TASK DETAILS:
Give the records once more, exactly as they stand.
————
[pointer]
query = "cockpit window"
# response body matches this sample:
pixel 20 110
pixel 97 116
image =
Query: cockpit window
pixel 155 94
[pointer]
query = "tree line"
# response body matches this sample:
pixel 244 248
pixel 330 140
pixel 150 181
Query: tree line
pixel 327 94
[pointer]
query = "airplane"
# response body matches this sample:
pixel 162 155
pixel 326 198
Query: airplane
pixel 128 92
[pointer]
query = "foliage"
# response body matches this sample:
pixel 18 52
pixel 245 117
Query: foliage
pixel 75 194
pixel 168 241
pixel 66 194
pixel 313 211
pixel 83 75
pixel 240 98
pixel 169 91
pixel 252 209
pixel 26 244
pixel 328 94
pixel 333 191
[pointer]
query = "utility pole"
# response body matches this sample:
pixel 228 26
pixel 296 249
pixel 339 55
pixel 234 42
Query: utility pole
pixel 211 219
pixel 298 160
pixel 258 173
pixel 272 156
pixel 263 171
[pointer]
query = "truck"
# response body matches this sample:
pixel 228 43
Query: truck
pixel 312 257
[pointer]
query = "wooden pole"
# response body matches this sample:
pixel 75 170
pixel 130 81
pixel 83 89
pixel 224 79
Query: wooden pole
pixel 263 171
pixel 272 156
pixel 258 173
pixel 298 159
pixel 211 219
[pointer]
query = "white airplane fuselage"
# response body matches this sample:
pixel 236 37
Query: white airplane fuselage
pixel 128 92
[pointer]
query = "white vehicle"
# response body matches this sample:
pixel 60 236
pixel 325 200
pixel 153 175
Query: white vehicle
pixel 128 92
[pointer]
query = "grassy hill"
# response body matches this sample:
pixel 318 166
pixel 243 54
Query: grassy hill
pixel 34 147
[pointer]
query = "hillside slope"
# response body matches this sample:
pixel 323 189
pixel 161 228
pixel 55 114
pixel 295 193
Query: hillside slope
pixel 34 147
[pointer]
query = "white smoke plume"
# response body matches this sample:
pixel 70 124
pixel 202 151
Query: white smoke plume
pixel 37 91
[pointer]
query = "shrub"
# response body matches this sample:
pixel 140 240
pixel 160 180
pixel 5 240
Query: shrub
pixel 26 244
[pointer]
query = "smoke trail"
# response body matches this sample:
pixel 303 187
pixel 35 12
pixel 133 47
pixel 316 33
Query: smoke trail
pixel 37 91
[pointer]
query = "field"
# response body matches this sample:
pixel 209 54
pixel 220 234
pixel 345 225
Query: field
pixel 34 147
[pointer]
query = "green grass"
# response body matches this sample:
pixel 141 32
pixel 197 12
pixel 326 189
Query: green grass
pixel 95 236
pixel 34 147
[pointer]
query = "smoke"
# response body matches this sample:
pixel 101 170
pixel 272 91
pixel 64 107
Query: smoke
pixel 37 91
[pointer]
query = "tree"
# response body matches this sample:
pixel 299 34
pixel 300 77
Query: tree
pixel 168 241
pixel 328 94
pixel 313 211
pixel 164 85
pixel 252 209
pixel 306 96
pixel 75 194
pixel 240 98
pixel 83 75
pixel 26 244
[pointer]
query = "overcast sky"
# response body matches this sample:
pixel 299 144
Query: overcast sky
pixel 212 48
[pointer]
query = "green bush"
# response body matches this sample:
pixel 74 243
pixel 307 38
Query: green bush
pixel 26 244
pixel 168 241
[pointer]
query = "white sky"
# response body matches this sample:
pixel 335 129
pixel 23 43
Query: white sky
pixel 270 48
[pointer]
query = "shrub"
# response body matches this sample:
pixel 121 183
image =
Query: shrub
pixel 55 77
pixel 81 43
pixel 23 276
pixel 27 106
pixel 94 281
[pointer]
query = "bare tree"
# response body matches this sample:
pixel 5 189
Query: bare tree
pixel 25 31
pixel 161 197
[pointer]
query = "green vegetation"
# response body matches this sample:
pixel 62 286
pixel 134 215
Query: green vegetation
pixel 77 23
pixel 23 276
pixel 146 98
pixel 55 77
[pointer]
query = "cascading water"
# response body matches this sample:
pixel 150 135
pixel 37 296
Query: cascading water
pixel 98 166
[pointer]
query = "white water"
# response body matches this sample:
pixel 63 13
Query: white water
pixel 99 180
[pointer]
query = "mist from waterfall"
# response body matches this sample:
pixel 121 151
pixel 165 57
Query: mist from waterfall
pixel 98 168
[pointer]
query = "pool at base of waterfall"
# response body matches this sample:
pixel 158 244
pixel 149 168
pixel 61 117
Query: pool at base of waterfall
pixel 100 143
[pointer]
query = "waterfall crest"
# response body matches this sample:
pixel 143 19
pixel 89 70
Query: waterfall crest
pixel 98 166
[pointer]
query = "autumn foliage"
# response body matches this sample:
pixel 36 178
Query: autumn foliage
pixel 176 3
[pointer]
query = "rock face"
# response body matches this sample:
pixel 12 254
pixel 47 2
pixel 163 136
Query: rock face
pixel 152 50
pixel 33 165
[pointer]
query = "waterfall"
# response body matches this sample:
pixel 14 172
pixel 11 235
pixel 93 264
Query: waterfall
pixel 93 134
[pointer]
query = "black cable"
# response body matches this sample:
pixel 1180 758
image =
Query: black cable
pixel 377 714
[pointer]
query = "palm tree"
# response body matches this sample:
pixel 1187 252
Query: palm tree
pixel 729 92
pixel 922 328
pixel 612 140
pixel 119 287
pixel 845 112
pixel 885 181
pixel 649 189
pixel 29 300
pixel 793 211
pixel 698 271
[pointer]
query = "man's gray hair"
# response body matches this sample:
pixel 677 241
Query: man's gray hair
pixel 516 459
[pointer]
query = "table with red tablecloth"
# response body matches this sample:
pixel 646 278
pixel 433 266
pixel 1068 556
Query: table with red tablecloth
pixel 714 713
————
RESULT OF THE TASK:
[pointer]
query = "cockpit window"
# response body matches this sample:
pixel 20 110
pixel 97 116
image =
Query: cockpit window
pixel 155 94
[pointer]
query = "tree line"
# response body matches this sample:
pixel 244 248
pixel 330 140
pixel 150 181
Query: tree line
pixel 327 94
[pointer]
query = "airplane"
# response body matches this sample:
pixel 162 155
pixel 326 198
Query: airplane
pixel 128 92
[pointer]
query = "foliage"
# response body matches this sample:
pixel 18 52
pixel 245 117
Query: foliage
pixel 75 194
pixel 168 241
pixel 66 194
pixel 313 211
pixel 83 75
pixel 240 98
pixel 169 91
pixel 252 209
pixel 26 244
pixel 328 94
pixel 333 191
[pointer]
query = "utility pole"
# response body matches this sample:
pixel 228 26
pixel 296 249
pixel 339 55
pixel 234 42
Query: utility pole
pixel 211 219
pixel 298 160
pixel 258 173
pixel 272 156
pixel 263 171
[pointer]
query = "truck"
# response body matches this sample:
pixel 228 43
Query: truck
pixel 312 257
[pointer]
query = "wooden pole"
# response body matches this sample:
pixel 75 170
pixel 130 81
pixel 83 89
pixel 224 79
Query: wooden pole
pixel 263 171
pixel 272 156
pixel 258 173
pixel 298 159
pixel 211 219
[pointer]
query = "white airplane fuselage"
# response body matches this sample:
pixel 236 37
Query: white airplane fuselage
pixel 128 92
[pointer]
query = "white vehicle"
# response body matches this sample:
pixel 60 236
pixel 325 200
pixel 153 175
Query: white vehicle
pixel 128 92
[pointer]
query = "grassy hill"
# response body matches this sample:
pixel 318 166
pixel 243 54
Query: grassy hill
pixel 34 147
[pointer]
query = "hillside slope"
# response body matches this sample:
pixel 323 189
pixel 161 228
pixel 55 114
pixel 295 193
Query: hillside slope
pixel 34 147
[pointer]
query = "white smoke plume"
# response body matches this sample:
pixel 70 124
pixel 202 151
Query: white smoke plume
pixel 37 91
[pointer]
query = "shrub"
# response body matches this sample:
pixel 140 240
pixel 160 180
pixel 5 240
Query: shrub
pixel 26 244
[pointer]
query = "smoke trail"
# response body matches this sample:
pixel 303 187
pixel 35 12
pixel 133 47
pixel 316 33
Query: smoke trail
pixel 37 91
[pointer]
query = "field"
# response body matches this sample:
pixel 209 54
pixel 220 234
pixel 345 225
Query: field
pixel 34 147
[pointer]
query = "green grass"
# response body matches this sample:
pixel 141 32
pixel 197 12
pixel 326 189
Query: green grass
pixel 95 236
pixel 34 147
[pointer]
query = "smoke"
# response body matches this sample:
pixel 101 170
pixel 272 91
pixel 64 107
Query: smoke
pixel 37 91
[pointer]
query = "tree"
# response body matches this sample:
pixel 299 34
pixel 300 77
Query: tree
pixel 168 241
pixel 328 94
pixel 313 211
pixel 164 85
pixel 252 209
pixel 306 96
pixel 75 194
pixel 240 98
pixel 83 75
pixel 26 244
[pointer]
query = "overcast sky"
# response body matches this sample:
pixel 299 144
Query: overcast sky
pixel 212 48
[pointer]
query = "green bush"
# response body matches this sample:
pixel 74 243
pixel 307 38
Query: green bush
pixel 26 244
pixel 168 241
[pointer]
query = "white sky"
# response body matches this sample:
pixel 335 129
pixel 23 43
Query: white sky
pixel 270 48
[pointer]
query = "shrub"
# response body matches this sample:
pixel 121 183
image =
Query: shrub
pixel 55 77
pixel 81 43
pixel 23 276
pixel 27 106
pixel 94 281
[pointer]
query = "bare tree"
# response body matches this sample:
pixel 5 189
Query: bare tree
pixel 25 31
pixel 161 197
[pointer]
query = "green vegetation"
# response body matches this sample:
pixel 62 286
pixel 134 215
Query: green vegetation
pixel 77 23
pixel 23 276
pixel 146 98
pixel 55 77
[pointer]
query = "cascading water"
# response body matches this sample:
pixel 150 135
pixel 37 296
Query: cascading water
pixel 98 166
[pointer]
query = "white water"
# response body matches this sample:
pixel 63 13
Query: white water
pixel 99 180
[pointer]
query = "mist from waterfall"
# response body matches this sample:
pixel 121 151
pixel 165 57
Query: mist from waterfall
pixel 98 168
[pointer]
query = "pool at base of waterfall"
# response body matches this sample:
pixel 158 244
pixel 149 168
pixel 61 117
Query: pool at base of waterfall
pixel 100 143
[pointer]
query = "waterfall crest"
# response body matches this sample:
pixel 143 19
pixel 89 70
Query: waterfall crest
pixel 98 166
[pointer]
query = "autumn foliage"
# response body matches this sample:
pixel 36 178
Query: autumn foliage
pixel 176 3
[pointer]
query = "rock face"
# response body matches this sample:
pixel 12 254
pixel 47 2
pixel 163 136
Query: rock face
pixel 152 50
pixel 33 165
[pointer]
query = "waterfall"
# response body matches this sample:
pixel 14 172
pixel 11 235
pixel 93 264
Query: waterfall
pixel 93 134
[pointer]
query = "black cable"
# response body matches this sample:
pixel 1180 758
image =
Query: black cable
pixel 377 714
[pointer]
query = "palm tree"
# response body matches this sample:
pixel 1187 252
Query: palm tree
pixel 729 92
pixel 922 328
pixel 612 140
pixel 119 287
pixel 845 112
pixel 885 181
pixel 649 189
pixel 29 300
pixel 793 211
pixel 698 271
[pointer]
query = "man's gray hair"
# response body matches this sample:
pixel 677 241
Query: man's gray hair
pixel 516 459
[pointer]
query = "table with red tablecloth"
# response body matches this sample:
pixel 646 278
pixel 433 266
pixel 1068 556
Query: table with red tablecloth
pixel 714 713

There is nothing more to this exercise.